EXCERPTED TEXT —
** Begin **

The Weil-Petersson distance between finite degree covers of punctured Riemann surfaces and random ideal triangulations

Jeudi 22 mai 2008 14:00-15:00 - Markovic Vladimir - Univ. of Warwick

Résumé : A Riemann surface is said to be of finite type (g,n) if it arises from a closed Riemann surface of genus g by removing n points.
It is well known that every two finite type Riemann surfaces have a common branched holomorphic cover, but usually there is no common unbranched cover. Given two finite type surfaces S and R (that are either both closed or both open) the question is whether we can find finite degree unbranched covers S’-> S and R’ -> R, such that the Riemann surfaces S’ and R’ are homeomorphic and « close » to each other in the corresponding Moduli space, with respect to some natural metric on this Moduli space (like the Teichmuller or the Weil-Petersson metric). We show that such covers S’ and R’ exist if both S and R are open finite type Riemann surfaces. We explicitly construct the covers S’ and R’ so that the Weil-Petersson distance between S’ and R’ is arbitrary small. Our method is to construct certain ideal triangulations of the hyperbolic plane that are associated to measures on the unit tangent bundle of a given Riemann surface.

** End **

DATASET RECORDS —
** Begin **

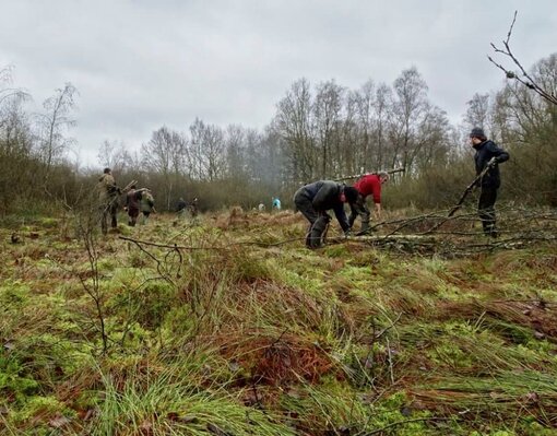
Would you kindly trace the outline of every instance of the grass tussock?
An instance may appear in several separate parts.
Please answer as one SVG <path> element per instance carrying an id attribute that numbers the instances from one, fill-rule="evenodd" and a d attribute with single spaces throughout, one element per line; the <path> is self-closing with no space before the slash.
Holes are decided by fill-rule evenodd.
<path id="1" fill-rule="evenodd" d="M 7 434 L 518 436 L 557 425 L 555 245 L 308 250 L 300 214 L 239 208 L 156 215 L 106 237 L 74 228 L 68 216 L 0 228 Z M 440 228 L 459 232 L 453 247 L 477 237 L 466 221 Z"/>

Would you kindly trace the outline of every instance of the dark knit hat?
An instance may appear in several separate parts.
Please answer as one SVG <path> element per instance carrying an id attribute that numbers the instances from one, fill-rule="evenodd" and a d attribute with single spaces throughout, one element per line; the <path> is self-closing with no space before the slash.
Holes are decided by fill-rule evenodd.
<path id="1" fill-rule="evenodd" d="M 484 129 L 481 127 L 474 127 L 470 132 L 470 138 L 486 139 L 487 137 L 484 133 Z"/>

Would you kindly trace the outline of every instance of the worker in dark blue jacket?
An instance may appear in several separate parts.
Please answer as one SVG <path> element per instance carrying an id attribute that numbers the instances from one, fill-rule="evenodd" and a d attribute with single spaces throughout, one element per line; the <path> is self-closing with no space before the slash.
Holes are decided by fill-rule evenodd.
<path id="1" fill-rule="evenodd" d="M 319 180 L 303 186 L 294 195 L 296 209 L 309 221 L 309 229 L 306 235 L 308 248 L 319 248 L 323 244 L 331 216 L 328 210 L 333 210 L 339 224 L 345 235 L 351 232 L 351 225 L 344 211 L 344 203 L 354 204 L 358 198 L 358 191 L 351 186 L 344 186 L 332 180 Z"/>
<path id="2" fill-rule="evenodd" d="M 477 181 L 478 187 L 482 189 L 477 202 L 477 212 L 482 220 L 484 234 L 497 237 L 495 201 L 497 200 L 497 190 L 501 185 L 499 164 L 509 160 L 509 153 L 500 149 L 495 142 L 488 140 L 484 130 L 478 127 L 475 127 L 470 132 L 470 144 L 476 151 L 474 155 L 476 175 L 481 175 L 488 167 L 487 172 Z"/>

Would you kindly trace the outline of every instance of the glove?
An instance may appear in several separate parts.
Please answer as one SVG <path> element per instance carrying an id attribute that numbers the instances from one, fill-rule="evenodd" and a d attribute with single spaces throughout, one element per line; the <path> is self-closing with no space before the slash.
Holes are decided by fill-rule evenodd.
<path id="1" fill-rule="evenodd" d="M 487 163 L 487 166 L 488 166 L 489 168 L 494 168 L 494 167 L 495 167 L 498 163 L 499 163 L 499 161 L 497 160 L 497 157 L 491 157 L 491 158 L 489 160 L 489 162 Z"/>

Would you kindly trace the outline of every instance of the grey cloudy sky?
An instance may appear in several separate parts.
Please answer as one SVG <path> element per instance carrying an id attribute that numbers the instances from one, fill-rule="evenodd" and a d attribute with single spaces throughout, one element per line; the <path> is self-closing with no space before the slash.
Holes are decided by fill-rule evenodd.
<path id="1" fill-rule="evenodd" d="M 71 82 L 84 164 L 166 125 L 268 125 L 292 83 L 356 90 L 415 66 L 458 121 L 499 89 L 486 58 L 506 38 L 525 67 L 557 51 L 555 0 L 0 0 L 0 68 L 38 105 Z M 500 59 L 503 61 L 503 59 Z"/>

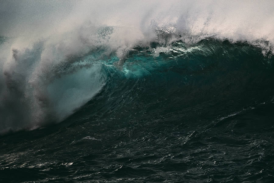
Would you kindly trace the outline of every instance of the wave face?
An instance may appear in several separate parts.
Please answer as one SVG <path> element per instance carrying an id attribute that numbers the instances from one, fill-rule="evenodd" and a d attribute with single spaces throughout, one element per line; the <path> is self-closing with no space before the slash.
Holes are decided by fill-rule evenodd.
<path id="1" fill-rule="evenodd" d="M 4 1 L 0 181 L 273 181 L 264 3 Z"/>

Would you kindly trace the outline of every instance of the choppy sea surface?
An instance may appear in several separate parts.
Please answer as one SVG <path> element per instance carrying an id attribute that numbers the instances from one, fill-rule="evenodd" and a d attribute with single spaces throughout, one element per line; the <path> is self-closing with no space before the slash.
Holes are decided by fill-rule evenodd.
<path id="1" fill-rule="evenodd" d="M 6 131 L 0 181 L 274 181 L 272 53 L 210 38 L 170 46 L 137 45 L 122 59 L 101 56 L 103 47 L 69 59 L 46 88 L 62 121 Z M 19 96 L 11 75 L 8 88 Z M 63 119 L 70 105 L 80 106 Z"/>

** End **

BRIEF —
Reproduce the talk announcement above in full, word for word and without changes.

CORRECT RESPONSE —
The Weil-Petersson distance between finite degree covers of punctured Riemann surfaces and random ideal triangulations

Jeudi 22 mai 2008 14:00-15:00 - Markovic Vladimir - Univ. of Warwick

Résumé : A Riemann surface is said to be of finite type (g,n) if it arises from a closed Riemann surface of genus g by removing n points.
It is well known that every two finite type Riemann surfaces have a common branched holomorphic cover, but usually there is no common unbranched cover. Given two finite type surfaces S and R (that are either both closed or both open) the question is whether we can find finite degree unbranched covers S’-> S and R’ -> R, such that the Riemann surfaces S’ and R’ are homeomorphic and « close » to each other in the corresponding Moduli space, with respect to some natural metric on this Moduli space (like the Teichmuller or the Weil-Petersson metric). We show that such covers S’ and R’ exist if both S and R are open finite type Riemann surfaces. We explicitly construct the covers S’ and R’ so that the Weil-Petersson distance between S’ and R’ is arbitrary small. Our method is to construct certain ideal triangulations of the hyperbolic plane that are associated to measures on the unit tangent bundle of a given Riemann surface.